- [Stated task]:
Can you reproduce the listing below, starting with the line that contains "the car door" and going on through the end of the listing, swapping "utility pole" for "power pole" and leaving everything else unchanged?

- [Entries]:
[BEGIN]

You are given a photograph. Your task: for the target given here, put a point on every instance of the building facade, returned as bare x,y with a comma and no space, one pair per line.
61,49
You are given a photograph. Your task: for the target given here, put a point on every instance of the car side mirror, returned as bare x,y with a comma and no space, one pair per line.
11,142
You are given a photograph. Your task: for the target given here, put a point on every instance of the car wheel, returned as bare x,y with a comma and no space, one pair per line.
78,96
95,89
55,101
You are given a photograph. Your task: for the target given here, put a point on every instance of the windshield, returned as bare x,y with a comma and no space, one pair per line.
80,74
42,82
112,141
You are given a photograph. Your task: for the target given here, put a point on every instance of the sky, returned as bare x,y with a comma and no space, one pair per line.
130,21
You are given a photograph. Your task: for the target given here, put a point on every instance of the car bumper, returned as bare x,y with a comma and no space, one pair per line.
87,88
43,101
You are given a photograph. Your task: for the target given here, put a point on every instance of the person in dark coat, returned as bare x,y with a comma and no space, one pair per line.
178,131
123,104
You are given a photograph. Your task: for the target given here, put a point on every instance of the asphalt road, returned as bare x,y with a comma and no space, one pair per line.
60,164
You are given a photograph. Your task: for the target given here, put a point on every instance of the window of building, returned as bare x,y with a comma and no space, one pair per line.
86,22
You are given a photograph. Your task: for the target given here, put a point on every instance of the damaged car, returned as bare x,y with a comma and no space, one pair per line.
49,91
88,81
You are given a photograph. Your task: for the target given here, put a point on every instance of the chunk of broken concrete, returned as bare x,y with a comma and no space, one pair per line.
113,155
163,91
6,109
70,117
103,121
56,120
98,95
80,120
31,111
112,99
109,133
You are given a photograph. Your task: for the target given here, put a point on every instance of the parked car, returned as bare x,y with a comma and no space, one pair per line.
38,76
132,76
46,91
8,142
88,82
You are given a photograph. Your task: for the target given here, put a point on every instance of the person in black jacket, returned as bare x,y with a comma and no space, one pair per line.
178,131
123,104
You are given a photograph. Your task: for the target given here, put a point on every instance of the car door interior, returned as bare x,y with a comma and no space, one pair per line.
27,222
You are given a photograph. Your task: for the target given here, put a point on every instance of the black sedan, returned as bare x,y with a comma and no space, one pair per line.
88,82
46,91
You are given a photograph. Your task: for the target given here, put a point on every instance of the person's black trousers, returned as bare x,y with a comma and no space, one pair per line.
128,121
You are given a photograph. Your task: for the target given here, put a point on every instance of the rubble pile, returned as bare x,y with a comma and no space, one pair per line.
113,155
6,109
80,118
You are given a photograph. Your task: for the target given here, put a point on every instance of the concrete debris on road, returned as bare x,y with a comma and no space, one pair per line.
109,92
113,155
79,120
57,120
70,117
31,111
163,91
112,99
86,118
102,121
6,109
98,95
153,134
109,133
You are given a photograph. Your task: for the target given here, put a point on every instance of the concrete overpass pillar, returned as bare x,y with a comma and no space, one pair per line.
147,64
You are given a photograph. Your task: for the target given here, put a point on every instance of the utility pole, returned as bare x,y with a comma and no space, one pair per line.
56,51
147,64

[END]

- [Solution below]:
You are given a photograph. Your task: for the target given here, put a point on every instance of the car door interior, returned as bare x,y with a comma and no space, one pair per line.
27,222
You are given a photograph. Your task: for the target given here, put a point on every instance of the black sedan, returned as bare x,y with a comma and no space, one pair per line.
88,82
46,91
You are given a photograph. Your task: for the target given here, put a point on every instance of the person's black trousers, returned as bare x,y with a comma and no space, one pair per line.
128,121
You are given a photograph. Your task: for the target given here, put a point on every instance of the rubble pile, returned as bare x,y with a comma and no space, one pair per line.
113,155
6,109
80,118
You are given a photograph. Your task: for the target given here, put a point on every instance of the concrete debris on road, returned as bare x,y with a comma and no space, one pair per line.
109,92
113,155
79,120
57,120
70,117
31,111
163,91
112,99
86,118
102,121
6,109
98,95
153,134
109,133
You are given a photograph. Your task: for the target given here, put a point on every instance of the concrete overpass pillar, returned as bare x,y with a comma and no space, one pair per line.
147,64
You are given a photograph. Your task: for the target given here, put a point on every instance of the power pole, returned as bare x,y with a comma and no space, one pair per line.
56,51
147,64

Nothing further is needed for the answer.